Exercise
Look through the entries below. Report each line that has the word "wall" in it.

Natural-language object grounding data

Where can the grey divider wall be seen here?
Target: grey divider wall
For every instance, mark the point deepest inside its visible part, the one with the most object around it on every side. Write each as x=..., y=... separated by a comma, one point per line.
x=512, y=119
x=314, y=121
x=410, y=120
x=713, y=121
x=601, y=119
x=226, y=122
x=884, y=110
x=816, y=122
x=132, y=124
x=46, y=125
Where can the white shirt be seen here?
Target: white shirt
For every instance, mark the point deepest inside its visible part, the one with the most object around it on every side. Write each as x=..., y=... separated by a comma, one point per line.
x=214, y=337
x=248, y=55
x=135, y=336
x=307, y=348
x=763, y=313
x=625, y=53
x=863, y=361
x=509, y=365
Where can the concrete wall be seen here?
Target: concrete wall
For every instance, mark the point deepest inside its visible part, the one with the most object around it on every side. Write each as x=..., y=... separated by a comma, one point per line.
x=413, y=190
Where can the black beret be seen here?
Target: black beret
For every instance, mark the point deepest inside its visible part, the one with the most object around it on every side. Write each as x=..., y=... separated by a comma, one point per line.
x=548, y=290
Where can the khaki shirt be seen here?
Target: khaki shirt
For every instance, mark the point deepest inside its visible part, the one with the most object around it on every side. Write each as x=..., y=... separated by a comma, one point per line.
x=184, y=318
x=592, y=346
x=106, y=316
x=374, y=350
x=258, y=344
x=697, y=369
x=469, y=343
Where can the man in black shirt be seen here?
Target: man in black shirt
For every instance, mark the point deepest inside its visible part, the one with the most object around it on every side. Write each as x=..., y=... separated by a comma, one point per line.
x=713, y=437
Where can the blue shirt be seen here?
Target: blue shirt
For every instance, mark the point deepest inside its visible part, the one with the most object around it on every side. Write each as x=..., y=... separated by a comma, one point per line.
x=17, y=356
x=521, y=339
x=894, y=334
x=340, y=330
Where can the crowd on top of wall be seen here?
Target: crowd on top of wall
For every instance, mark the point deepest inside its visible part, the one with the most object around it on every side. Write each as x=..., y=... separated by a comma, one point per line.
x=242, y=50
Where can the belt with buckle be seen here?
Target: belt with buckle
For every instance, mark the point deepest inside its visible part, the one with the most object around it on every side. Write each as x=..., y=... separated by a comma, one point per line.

Written solution
Where can the grey divider wall be seen here?
Target: grey divider wall
Where can the concrete wall be seen here?
Target: concrete wall
Where can the crowd on top of wall be seen here?
Target: crowd on top of wall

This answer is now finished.